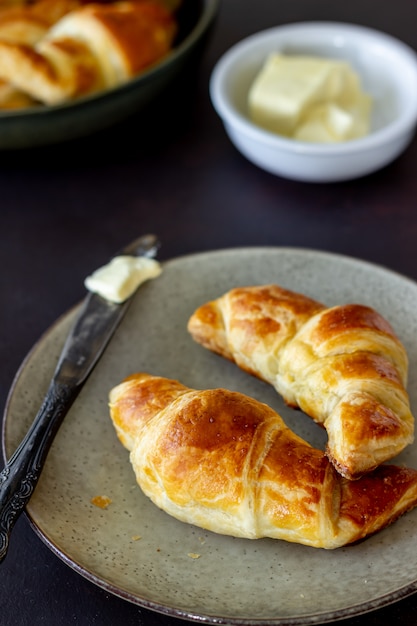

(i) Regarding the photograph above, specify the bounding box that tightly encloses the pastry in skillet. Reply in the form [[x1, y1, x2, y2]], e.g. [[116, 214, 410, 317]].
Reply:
[[0, 0, 80, 110], [0, 0, 177, 104], [110, 373, 417, 549], [188, 285, 414, 479]]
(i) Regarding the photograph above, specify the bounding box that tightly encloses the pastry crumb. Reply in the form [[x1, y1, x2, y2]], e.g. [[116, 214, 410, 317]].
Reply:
[[91, 496, 111, 509]]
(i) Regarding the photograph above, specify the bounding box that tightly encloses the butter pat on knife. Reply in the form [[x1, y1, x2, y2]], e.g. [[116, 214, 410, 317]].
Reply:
[[85, 255, 162, 303]]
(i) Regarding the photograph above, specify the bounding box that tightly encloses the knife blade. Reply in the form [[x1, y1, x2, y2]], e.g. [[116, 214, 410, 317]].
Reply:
[[0, 235, 159, 563]]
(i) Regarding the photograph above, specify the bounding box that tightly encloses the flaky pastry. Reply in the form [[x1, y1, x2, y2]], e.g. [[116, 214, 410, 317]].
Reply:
[[110, 373, 417, 549], [0, 0, 177, 104], [188, 285, 414, 479]]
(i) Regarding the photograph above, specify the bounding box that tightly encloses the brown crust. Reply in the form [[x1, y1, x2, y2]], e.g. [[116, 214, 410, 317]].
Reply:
[[188, 285, 414, 479], [110, 373, 417, 549]]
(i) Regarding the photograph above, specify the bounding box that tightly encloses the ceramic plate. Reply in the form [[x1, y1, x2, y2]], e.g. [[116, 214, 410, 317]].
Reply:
[[4, 248, 417, 625]]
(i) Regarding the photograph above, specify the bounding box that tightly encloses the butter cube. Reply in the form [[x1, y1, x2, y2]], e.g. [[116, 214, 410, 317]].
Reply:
[[248, 54, 371, 143], [248, 54, 348, 136]]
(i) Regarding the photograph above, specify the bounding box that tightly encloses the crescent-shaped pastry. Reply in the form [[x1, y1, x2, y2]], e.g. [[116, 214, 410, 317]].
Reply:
[[110, 373, 417, 549], [0, 0, 177, 104], [188, 285, 414, 479]]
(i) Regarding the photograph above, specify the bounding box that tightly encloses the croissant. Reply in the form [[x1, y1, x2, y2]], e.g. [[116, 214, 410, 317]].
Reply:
[[188, 285, 414, 479], [109, 373, 417, 549], [0, 0, 80, 109], [0, 0, 177, 104]]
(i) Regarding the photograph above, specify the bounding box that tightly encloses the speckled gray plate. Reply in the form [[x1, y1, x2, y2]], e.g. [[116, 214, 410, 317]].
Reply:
[[4, 248, 417, 625]]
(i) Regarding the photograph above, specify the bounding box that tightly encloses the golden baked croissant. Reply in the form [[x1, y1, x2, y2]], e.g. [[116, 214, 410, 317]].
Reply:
[[0, 0, 177, 104], [188, 285, 414, 479], [110, 373, 417, 549], [0, 0, 80, 109]]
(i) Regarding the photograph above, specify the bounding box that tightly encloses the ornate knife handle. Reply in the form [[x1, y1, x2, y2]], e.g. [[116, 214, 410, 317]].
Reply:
[[0, 380, 80, 562]]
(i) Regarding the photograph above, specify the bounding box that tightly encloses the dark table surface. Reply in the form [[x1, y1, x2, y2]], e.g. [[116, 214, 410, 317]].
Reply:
[[0, 0, 417, 626]]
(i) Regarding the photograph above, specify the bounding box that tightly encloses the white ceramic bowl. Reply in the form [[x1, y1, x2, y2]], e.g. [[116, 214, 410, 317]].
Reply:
[[210, 22, 417, 182]]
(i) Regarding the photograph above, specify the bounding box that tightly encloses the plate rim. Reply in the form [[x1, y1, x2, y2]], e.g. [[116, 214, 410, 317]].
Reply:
[[1, 245, 417, 626]]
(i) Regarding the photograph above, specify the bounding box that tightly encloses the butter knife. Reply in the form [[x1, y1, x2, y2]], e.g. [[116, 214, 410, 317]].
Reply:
[[0, 235, 159, 562]]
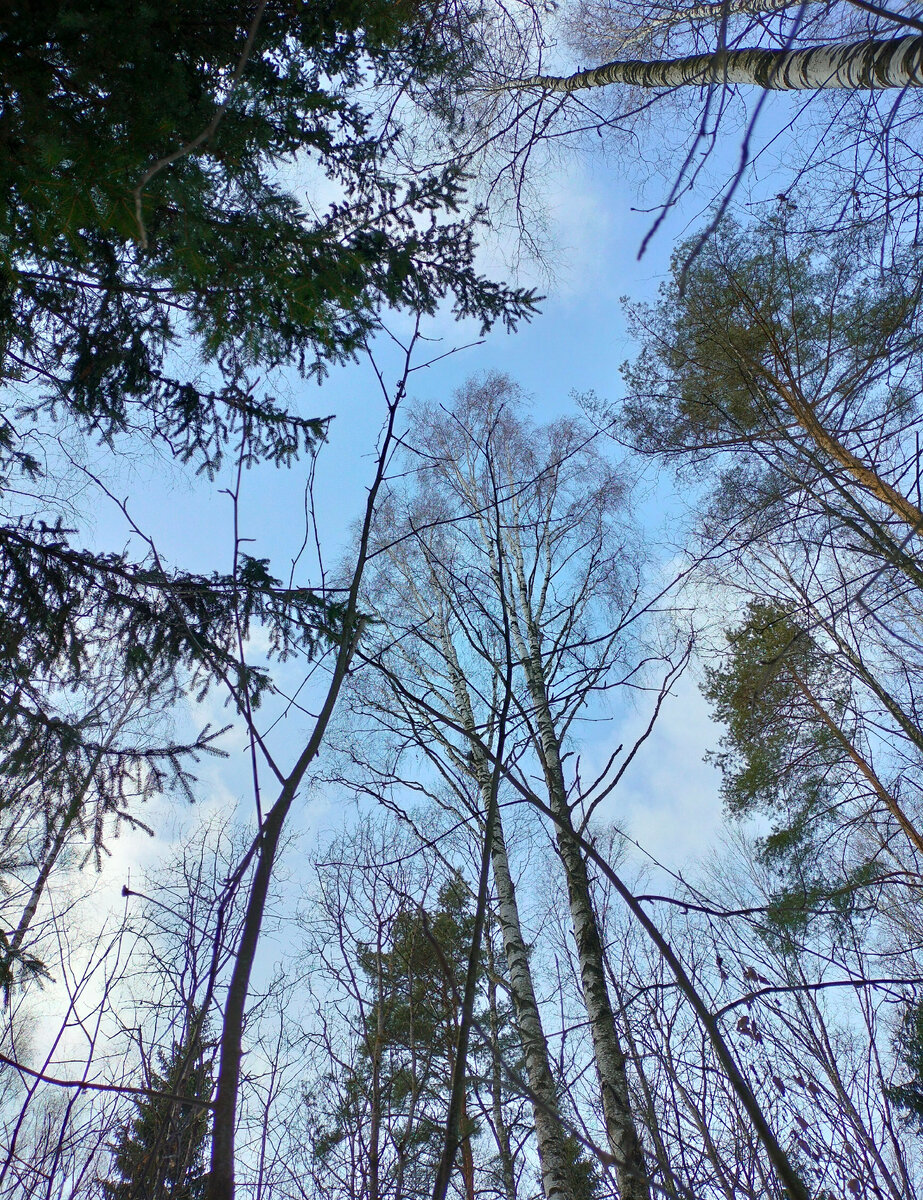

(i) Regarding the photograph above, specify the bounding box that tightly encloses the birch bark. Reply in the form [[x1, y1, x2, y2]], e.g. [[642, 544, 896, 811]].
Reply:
[[497, 35, 923, 92]]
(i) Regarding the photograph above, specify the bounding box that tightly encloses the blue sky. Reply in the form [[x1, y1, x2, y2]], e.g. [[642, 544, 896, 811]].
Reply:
[[77, 140, 763, 907]]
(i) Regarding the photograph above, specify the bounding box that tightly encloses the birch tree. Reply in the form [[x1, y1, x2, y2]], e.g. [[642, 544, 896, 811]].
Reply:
[[355, 377, 667, 1196]]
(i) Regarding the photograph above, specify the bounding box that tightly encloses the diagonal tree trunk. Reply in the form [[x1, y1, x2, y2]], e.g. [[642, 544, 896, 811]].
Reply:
[[497, 35, 923, 92]]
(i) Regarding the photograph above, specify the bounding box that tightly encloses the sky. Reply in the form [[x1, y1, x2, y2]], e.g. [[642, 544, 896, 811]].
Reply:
[[73, 147, 721, 904]]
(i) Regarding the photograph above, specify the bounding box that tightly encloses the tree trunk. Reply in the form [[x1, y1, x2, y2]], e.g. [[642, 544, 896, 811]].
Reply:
[[498, 35, 923, 92], [442, 648, 571, 1200], [514, 619, 651, 1200]]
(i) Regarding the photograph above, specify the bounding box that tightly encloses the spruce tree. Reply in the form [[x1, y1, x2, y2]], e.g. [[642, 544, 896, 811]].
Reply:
[[103, 1018, 212, 1200], [0, 0, 532, 864]]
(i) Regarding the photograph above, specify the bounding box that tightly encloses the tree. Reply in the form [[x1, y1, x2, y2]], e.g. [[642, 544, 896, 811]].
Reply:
[[304, 815, 509, 1200], [0, 0, 531, 878], [355, 376, 648, 1198], [623, 211, 923, 892], [103, 1013, 212, 1200]]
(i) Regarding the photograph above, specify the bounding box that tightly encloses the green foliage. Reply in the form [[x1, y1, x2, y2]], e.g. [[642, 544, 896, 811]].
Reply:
[[624, 208, 923, 470], [103, 1014, 212, 1200], [0, 0, 533, 854], [703, 601, 881, 935], [887, 1000, 923, 1134], [554, 1133, 606, 1200], [703, 601, 847, 835], [307, 877, 496, 1196]]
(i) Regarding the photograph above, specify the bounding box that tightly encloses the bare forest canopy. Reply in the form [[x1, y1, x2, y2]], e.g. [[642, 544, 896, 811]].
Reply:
[[0, 0, 923, 1200]]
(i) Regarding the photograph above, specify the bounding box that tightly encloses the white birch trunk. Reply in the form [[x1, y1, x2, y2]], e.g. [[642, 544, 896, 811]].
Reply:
[[440, 643, 580, 1200], [513, 588, 651, 1200], [497, 34, 923, 92]]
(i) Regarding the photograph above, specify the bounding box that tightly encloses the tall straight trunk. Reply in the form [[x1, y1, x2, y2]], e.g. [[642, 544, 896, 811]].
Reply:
[[442, 626, 571, 1200], [498, 35, 923, 92], [484, 936, 516, 1200], [514, 619, 651, 1200]]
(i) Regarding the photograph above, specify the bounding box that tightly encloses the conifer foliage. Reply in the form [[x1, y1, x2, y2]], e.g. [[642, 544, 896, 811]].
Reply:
[[103, 1018, 212, 1200]]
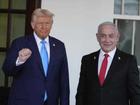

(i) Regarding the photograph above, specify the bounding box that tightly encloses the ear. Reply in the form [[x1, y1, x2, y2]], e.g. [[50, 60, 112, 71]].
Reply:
[[31, 22, 35, 29], [96, 33, 99, 41]]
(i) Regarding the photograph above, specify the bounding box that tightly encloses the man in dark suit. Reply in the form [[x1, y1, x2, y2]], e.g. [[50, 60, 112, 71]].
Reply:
[[76, 22, 140, 105], [3, 9, 69, 105]]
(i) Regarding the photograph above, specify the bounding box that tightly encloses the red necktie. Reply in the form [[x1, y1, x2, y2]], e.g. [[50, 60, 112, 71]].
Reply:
[[99, 54, 109, 86]]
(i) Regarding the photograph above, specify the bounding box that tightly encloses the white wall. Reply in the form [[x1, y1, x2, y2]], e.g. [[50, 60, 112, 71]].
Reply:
[[42, 0, 114, 105]]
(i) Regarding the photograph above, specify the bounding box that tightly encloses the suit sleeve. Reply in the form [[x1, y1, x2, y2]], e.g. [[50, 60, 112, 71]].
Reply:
[[128, 57, 140, 105], [76, 57, 86, 105], [60, 45, 70, 105]]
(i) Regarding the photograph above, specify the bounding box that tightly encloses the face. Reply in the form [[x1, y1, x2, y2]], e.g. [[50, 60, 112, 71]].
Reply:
[[97, 25, 119, 53], [31, 16, 53, 39]]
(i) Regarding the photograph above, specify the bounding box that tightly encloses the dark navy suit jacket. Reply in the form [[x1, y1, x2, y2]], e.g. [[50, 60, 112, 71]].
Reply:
[[3, 35, 69, 105], [76, 49, 140, 105]]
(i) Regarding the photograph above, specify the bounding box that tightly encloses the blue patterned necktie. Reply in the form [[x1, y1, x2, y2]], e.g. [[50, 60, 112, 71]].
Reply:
[[40, 40, 48, 101], [40, 40, 48, 76]]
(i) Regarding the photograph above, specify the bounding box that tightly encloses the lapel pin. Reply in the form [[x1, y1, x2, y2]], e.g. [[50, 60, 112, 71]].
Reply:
[[118, 57, 121, 60], [53, 44, 55, 47], [94, 56, 96, 60]]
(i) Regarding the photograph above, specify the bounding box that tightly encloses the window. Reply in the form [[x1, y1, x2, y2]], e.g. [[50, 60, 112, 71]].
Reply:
[[0, 0, 41, 87], [114, 0, 140, 69]]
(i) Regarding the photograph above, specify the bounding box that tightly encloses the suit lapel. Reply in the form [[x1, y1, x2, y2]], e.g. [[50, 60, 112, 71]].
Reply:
[[28, 35, 45, 76], [47, 36, 57, 77]]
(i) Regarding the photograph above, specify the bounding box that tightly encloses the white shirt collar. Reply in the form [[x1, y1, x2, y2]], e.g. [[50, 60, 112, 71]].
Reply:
[[100, 47, 117, 58], [33, 32, 49, 45]]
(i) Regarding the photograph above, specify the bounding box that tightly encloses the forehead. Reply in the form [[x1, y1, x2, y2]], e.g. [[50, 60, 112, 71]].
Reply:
[[99, 25, 116, 33]]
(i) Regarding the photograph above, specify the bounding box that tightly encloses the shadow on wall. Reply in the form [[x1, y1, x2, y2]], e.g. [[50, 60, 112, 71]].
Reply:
[[0, 87, 10, 105]]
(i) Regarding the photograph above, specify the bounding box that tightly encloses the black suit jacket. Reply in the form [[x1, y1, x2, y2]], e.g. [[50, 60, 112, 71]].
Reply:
[[3, 35, 69, 105], [76, 49, 140, 105]]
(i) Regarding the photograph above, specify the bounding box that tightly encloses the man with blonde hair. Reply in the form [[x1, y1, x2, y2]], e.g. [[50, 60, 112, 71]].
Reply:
[[3, 8, 69, 105]]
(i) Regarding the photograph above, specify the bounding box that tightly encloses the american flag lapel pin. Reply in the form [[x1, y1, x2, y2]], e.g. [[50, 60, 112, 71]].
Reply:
[[53, 43, 55, 47]]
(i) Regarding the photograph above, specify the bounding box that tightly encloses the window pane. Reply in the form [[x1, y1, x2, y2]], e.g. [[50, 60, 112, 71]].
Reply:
[[0, 0, 8, 9], [114, 0, 122, 14], [124, 0, 139, 15], [0, 52, 5, 86], [118, 20, 133, 53], [0, 14, 7, 47], [114, 0, 122, 14], [135, 21, 140, 66], [11, 14, 25, 40], [12, 0, 26, 9]]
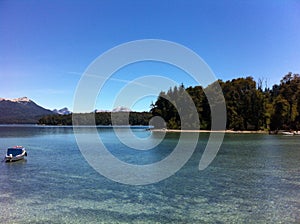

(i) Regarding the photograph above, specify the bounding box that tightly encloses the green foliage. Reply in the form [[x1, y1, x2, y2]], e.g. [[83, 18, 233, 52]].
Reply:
[[151, 73, 300, 130], [39, 112, 152, 125]]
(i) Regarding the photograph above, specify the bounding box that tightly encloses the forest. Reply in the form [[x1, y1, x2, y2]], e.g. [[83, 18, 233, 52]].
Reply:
[[150, 72, 300, 131], [38, 112, 152, 125], [39, 72, 300, 131]]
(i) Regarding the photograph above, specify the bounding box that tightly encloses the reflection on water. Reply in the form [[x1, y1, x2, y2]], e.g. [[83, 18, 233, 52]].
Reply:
[[0, 126, 300, 223]]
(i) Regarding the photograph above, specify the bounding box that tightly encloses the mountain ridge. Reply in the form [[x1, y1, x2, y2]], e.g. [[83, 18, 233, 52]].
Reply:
[[0, 97, 54, 124]]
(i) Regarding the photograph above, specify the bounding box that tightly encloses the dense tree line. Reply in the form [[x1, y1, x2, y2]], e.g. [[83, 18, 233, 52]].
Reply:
[[39, 112, 152, 125], [151, 73, 300, 130]]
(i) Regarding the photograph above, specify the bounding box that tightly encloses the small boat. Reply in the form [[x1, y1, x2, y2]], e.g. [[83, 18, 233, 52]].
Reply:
[[5, 146, 27, 162], [282, 131, 294, 135]]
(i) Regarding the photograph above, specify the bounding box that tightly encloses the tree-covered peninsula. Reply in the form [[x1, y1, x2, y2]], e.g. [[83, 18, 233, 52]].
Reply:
[[151, 73, 300, 130]]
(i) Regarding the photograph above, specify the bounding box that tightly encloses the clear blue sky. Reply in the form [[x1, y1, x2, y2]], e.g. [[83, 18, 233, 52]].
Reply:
[[0, 0, 300, 110]]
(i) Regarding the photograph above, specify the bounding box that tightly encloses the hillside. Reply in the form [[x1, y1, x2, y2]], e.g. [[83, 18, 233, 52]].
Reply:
[[0, 97, 54, 124]]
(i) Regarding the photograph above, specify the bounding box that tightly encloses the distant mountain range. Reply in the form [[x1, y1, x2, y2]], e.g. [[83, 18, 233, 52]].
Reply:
[[0, 97, 54, 124], [0, 97, 131, 124], [53, 107, 72, 115]]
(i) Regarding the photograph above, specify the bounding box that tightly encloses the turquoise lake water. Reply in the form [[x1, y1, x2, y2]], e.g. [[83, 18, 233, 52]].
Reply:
[[0, 126, 300, 224]]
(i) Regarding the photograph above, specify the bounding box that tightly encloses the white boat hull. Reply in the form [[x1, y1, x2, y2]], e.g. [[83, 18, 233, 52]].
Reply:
[[5, 148, 27, 162]]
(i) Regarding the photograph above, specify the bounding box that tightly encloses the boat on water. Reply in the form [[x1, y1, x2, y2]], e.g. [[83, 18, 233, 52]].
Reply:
[[5, 146, 27, 162], [282, 131, 295, 135]]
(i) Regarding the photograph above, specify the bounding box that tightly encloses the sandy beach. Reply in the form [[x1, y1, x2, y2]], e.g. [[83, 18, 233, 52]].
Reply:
[[150, 129, 268, 134]]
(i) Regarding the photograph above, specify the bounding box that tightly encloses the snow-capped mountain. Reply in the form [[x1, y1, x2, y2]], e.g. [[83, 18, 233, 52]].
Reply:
[[94, 106, 132, 113], [0, 97, 53, 124], [53, 107, 72, 115], [0, 96, 32, 103]]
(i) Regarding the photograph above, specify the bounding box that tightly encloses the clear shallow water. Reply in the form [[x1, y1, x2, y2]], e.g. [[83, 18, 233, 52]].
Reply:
[[0, 126, 300, 223]]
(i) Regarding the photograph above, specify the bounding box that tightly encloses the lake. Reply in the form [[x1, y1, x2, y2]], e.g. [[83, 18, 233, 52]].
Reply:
[[0, 125, 300, 224]]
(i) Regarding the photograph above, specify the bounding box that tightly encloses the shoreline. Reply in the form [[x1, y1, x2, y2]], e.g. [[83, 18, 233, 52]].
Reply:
[[150, 129, 269, 134]]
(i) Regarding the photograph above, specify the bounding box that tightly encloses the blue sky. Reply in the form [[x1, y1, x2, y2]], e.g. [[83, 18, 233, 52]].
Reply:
== == ==
Exercise: Rewrite the entries from the line containing "the birch tree." through the line containing "877, 496, 1196]]", raising every bounding-box coordinate given after "Reply:" by 102. Leave all other wording unchanged, including the sample coordinates.

Reply to the exercise:
(i) Regarding the photograph above, specify the bounding box that tightly encloses the birch tree. Reply in the form [[x1, y1, x2, y2]], e.g. [[642, 544, 896, 811]].
Reply:
[[457, 479, 769, 1298]]
(i) Regarding the photograph above, specify the bounding box that tightly encloses the diagonal tree trunk. Reply in the form [[x1, y1, x2, y2]], e.g. [[642, 544, 896, 811]].
Reply:
[[599, 137, 1025, 194]]
(i) Regarding the photograph above, specify the bounding box that tightly encloses the sky. Reply in the form [[x1, y1, x2, y2]], e.g. [[642, 544, 896, 811]].
Reply:
[[175, 249, 823, 1006]]
(i) Regarding the photograph above, specify the bounding box that tightly encloses the tree trunk. Reply in the form [[x1, y1, x2, y2]], e.g. [[642, 544, 896, 811]].
Reply:
[[600, 137, 1025, 194], [544, 750, 673, 1302], [616, 721, 753, 1302]]
(i) Regarding the photograph above, specify the bounding box that tightly encloses the spruce tree. Reply in the form [[x1, y1, x2, y2]], e.g. [[642, 544, 896, 811]].
Reply:
[[205, 1120, 314, 1302], [102, 102, 634, 966]]
(i) Regarding the photograph above, specify the bounding box that tightly encloses the tree. Reply in the form [[x1, y1, x2, y2]], e.g. [[642, 544, 896, 811]].
Reply:
[[406, 917, 611, 1302], [102, 102, 633, 980], [457, 478, 750, 1300], [725, 313, 1025, 994], [205, 1115, 314, 1302]]
(i) Regarding the photograph above, specify the bounding box that tightly encloses the green foliage. Reply in the form [[x1, y1, x2, y2]], e.g. [[642, 544, 896, 811]].
Reply:
[[726, 310, 1025, 572], [205, 1116, 314, 1302], [102, 102, 635, 956], [805, 703, 983, 1037], [989, 1102, 1025, 1236], [656, 1235, 708, 1302], [805, 703, 949, 937], [409, 979, 598, 1298]]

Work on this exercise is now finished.